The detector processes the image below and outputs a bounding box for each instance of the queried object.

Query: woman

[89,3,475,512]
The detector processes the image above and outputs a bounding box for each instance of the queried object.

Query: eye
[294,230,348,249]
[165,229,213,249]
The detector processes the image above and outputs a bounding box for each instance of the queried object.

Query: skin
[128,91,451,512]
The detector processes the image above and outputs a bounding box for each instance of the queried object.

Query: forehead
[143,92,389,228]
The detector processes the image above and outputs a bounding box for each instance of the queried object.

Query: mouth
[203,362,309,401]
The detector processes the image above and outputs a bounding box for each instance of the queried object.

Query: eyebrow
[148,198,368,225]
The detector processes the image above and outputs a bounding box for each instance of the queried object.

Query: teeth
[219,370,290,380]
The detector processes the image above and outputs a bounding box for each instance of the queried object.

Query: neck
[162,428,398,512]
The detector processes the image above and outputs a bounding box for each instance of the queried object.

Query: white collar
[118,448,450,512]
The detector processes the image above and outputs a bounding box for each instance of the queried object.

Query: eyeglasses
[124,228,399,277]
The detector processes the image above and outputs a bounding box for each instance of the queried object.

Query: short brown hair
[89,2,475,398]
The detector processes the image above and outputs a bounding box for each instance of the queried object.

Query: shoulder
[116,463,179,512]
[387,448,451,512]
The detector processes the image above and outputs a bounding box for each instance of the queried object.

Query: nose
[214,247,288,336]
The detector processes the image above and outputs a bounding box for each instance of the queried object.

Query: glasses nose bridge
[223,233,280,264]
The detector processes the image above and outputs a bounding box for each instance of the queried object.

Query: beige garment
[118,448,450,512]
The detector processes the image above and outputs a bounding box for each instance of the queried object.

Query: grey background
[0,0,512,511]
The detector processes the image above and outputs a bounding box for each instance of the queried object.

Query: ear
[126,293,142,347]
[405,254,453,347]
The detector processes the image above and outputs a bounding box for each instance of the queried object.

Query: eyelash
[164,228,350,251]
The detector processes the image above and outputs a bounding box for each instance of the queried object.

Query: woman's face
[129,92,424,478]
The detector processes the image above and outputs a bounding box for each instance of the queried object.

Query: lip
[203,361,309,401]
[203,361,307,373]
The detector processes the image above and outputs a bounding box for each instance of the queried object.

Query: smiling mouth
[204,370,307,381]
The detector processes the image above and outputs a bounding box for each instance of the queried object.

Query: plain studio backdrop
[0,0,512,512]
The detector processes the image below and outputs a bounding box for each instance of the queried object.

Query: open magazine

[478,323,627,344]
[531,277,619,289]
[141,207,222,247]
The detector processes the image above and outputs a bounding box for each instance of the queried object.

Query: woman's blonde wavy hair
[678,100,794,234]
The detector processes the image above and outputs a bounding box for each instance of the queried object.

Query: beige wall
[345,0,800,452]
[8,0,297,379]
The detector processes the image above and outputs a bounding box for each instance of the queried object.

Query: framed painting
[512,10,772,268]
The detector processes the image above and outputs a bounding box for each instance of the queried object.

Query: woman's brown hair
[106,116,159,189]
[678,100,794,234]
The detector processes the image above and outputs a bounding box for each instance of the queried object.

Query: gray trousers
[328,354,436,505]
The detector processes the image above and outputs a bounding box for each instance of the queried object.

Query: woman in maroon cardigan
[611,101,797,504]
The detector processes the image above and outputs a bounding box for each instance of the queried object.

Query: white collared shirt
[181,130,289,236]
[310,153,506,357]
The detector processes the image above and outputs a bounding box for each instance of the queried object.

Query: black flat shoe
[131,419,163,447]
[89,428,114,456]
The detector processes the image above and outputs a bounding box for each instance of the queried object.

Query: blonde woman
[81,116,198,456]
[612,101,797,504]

### Task directions
State how many lines in the rows above contain the string "white". Give only the number.

### Correct response
2